■ **Directive 1**
Transcribe everything from "Which is not" down to "any time soon..." in the review below.

■ **Text block**
>>>
The diary format in itself could get a little old very quickly, but the writer mixes things up by including several other text types. In addition to Antón's thoughts on the books he's reading (sometimes considered, occasionally flippant and insulting), we see copies of e-mails, transcriptions of conversations on Skype and an unusual take on the life story of a Soviet satellites expert. It does make sense, I promise. Sort of...
Tony Messenger, over at the Messengers Booker blog, recently posted on this book and was a lot less enamoured with it, not even managing to get half-way through the novel. However, while I can see why he didn't like it (it was around this point in the story that I had a few doubts myself), I think a lot of the flaws he pointed out were actually deliberate. Antón is meant to be an unreliable narrator, and many of the more absurd plot developments are mere distractions, taking both the narrator and reader further away from the true centre of the book, the reason why Antón needs to go on this journey of discovery in the first place. For me, at least, it does all eventually come together.
Which is not to say that all the threads are neatly gathered up. It's true that the mystery of the woman-with-child is solved, and that the family manages to come together (and we do eventually find out why Antón Mallick isn't happy), but I wouldn't say that the end of the novel brings the closure I'd expected. Which is why my question to Casariego at the festival session was about whether he'd ever considered writing a sequel (he hadn't, but I'll take the credit if he changes his mind...). After all, the search for happiness is a rather long-term project, and I doubt that Antón will be reaching his goal any time soon...
Friday the 22nd of August was a beautiful late-winter day in Melbourne, and it also happened to be the day for my annual visit to the Melbourne Writers Festival. I only go in for one day, but I do my best to make the most of it, and this year I managed to fit four events into about five-and-a-half hours. And what, exactly, did I see? Well, stick around, and you'll find out...
*****
One of the main reasons I ended up making the trip in to the big city was the (free) event with Spanish writer Nicolás Casariego, whose novel Antón Mallick Wants to be Happy I read a few days before heading to the festival. This was actually a late addition to the programme after the cancellation of another event, and many of the people who attended were actually unaware of this - the printed programme still had the old details...
The event was MCed by local academic and translator Lilit Thwaites, and considering that the majority of the people in the small ACMI Cube room had heard of neither the book nor the writer, it all went fairly smoothly. Both Thwaites and Casariego read short extracts from the novel, and they then discussed the book, particularly in relation to similarities between the writer and the eponymous hero of the novel.
<<<
■ **Data to use**
>>>
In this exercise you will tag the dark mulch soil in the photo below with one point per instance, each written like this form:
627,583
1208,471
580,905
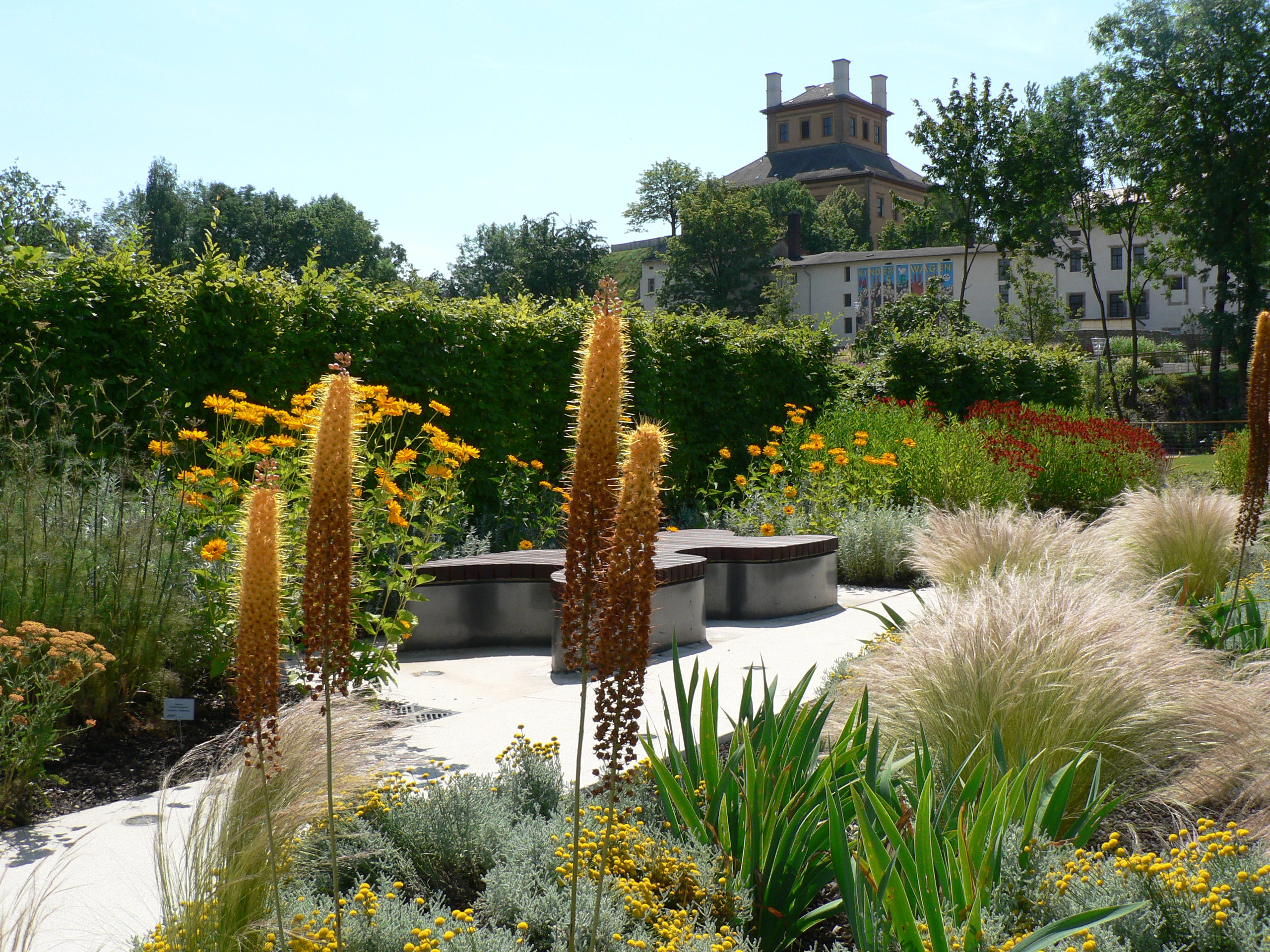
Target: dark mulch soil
<<<
■ **Directive 2**
Rewrite the listing after the review, swapping "dark mulch soil" for "black garden soil" and keeping everything else the same. Leave out the pictures.

■ **Complete output 1**
Which is not to say that all the threads are neatly gathered up. It's true that the mystery of the woman-with-child is solved, and that the family manages to come together (and we do eventually find out why Antón Mallick isn't happy), but I wouldn't say that the end of the novel brings the closure I'd expected. Which is why my question to Casariego at the festival session was about whether he'd ever considered writing a sequel (he hadn't, but I'll take the credit if he changes his mind...). After all, the search for happiness is a rather long-term project, and I doubt that Antón will be reaching his goal any time soon...

■ **Complete output 2**
In this exercise you will tag the black garden soil in the photo below with one point per instance, each written like this form:
627,583
1208,471
580,905
Target: black garden soil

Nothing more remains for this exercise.